SHORT EXERCISE. Could you output, unchanged, the stretch of lines below from the one containing "In this screen capture, where is the bare skin?" through the final line?

──────────────────────────────

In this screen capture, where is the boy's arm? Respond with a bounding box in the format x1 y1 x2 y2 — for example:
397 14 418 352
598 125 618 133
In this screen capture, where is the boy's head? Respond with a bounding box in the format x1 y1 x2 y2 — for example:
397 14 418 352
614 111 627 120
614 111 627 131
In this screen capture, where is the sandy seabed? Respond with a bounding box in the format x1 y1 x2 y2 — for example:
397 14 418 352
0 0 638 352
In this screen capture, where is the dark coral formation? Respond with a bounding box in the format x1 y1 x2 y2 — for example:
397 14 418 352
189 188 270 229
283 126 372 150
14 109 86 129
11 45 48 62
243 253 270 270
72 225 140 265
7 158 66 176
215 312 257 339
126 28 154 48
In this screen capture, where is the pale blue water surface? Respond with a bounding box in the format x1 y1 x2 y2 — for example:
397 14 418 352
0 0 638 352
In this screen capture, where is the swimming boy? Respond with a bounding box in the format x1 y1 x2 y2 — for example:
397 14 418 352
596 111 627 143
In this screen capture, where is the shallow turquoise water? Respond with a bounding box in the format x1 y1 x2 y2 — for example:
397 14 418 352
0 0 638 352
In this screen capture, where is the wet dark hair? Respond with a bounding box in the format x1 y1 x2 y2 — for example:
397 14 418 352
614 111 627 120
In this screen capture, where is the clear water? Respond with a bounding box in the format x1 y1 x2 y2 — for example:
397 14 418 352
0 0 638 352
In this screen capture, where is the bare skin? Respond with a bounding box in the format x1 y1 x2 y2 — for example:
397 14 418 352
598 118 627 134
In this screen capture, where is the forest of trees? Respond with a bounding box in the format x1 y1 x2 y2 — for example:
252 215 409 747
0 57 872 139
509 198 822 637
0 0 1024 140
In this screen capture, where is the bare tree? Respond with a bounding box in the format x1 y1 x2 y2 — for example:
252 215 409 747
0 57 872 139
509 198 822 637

──────────────────────────────

EXERCISE ANSWER.
In this screen capture, where is the bare skin? Respond with a bounding box in the format x1 y1 x2 y2 — for example:
397 14 418 352
598 118 627 134
In this screen capture, where is the forest of trees? Respond with a bounding box in the format x1 y1 x2 y2 — for example:
252 215 409 747
0 57 872 139
509 198 822 637
0 0 1024 140
In this screen capture, where is the bare tree? Respond with a bounding box in the format x1 y1 x2 y2 — for example:
252 215 409 747
0 57 872 139
509 198 822 637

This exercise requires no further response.